Extract to read
* * *
Mexico City Metro station

Boulevard Puerto Aéreo metro station (Note: Estación del Metro Boulevard Puerto Aéreo. Spanish pronunciation: /es/. The name of the station literally means "Air Port Boulevard" in Spanish.) is a station of the Mexico City Metro in the city's borough of Venustiano Carranza. It is an underground stop two side platforms, serving Line 1 (Pink Line) between Balbuena and Gómez Farías. It was inaugurated on 4 September 1969, and opened the following day, providing service west toward Chapultepec and service east toward Zaragoza. Boulevard Puerto Aéreo metro station originally operated as Aeropuerto metro station (Note: Estación del Metro Aeropuerto. Spanish pronunciation: /es/. The former name of the station literally meant "Airport" in Spanish.) with west service toward Chapultepec and east service toward Zaragoza.

Its former name referenced the station's proximity to Mexico City International Airport at the time of its opening, and its first pictogram depicted the silhouette of an airliner. However, when Terminal Aérea metro station opened in 1981 next to the airport, it assumed that function. Due to continuing confusion among travelers, the station's name and logo were changed in 1997. The pictogram for Boulevard Puerto Aéreo metro station features the silhouette of an air vent under a road bridge, representing a landmark found at the junction of Calzada Ignacio Zaragoza and Boulevard Puerto Aéreo avenues, from which the station takes its name.

The stop services the colonias (neighborhoods) of Moctezuma, Santa Cruz Aviación, and Valentín Gómez Farías. Its facilities offer accessibility for people with disabilities, including elevators and tactile paving. Outside, the station receives services from a transportation hub that connects to multiple local bus routes.

Boulevard Puerto Aéreo metro station was closed from July 2022 to October 2023 due to modernization works on the tunnel and the line's technical equipment. In 2025, the station had an average daily ridership of 16,216 passenger entries, ranking it the 81st busiest station in the network.

==Location and layout==

Boulevard Puerto Aéreo is an underground metro station on Line 1 situated along the avenue of the same name and Calzada Ignacio Zaragoza, in the Colonias (neighborhoods), Moctezuma, Santa Cruz Aviación, and Valentín Gómez Farías, in the Venustiano Carranza borough, eastern Mexico City.
* * *
Data provided
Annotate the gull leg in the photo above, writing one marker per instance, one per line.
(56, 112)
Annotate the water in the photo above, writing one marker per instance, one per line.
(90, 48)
* * *
Directions
Do these statements agree with the Boulevard Puerto Aéreo station text? Answer yes or no for each and quote the words that decide it.
1. The station's name was changed in 1997.
2. Terminal Aérea metro station opened in 1969.
3. The station's facilities include elevators.

Your response
1. Yes: "the station's name and logo were changed in 1997."
2. No: "when Terminal Aérea metro station opened in 1981 next to the airport"
3. Yes: "Its facilities offer accessibility for people with disabilities, including elevators and tactile paving."